◆ **ANGEZEIGTER TEXT**
Wenn ich der Rumsfeld wäre..

zeus @ GG (II), Dienstag, 13. Mai 2003, 17:23 (vor 7864 Tagen) @ GegenGerd@zeus

Zum Rechtfertigungsproblem (ich schrieb das
schonmal vor ein paar Wochen auf diesem Forum):

Wie Sie selbst schrieben (und ich schließe mich
dieser Einschätzung an) war Hitler und die
reaktionäre Machtclique um Ihn herum zum Kriege
entschlossen. Das Problem ist, daß man das *heute*
zwar weiß, damals jedoch über eine recht ungewisse
Zukunft spekuliert hätte. Sie mögen einwenden, daß
ein Blinder mit Krückstock die Nachtigall hat
trapsen hören müßen, und wahrscheinlich haben Sie
soar recht, aber trotzdem ist unser retrospektiver
Blick enorm vom Wissen um WWII verhangen und so
klar wie im Nachhinein stellt sich die Sache
während sie geschieht selten dar. Wie dem auch
sei: Hätten ihn die anderen Mächte "präventiv"
angegriffen, so hätten sie wahrscheilich ein
massives Rechtfertigungsproblem für die
wahrscheinlich anfolgenden Millionen Toten gehabt.

◆ **GESAMMELTE DATEN**

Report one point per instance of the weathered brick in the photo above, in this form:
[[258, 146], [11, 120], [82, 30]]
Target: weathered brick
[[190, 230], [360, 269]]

◆ **DEINE AUFGABE**
Welche Angaben stehen im Forumsbeitrag zum Rechtfertigungsproblem in runden Klammern? Liste alle auf.

◆ **RICHTIGE ANTWORT**
- II
- vor 7864 Tagen
- ich schrieb das schonmal vor ein paar Wochen auf diesem Forum
- und ich schließe mich dieser Einschätzung an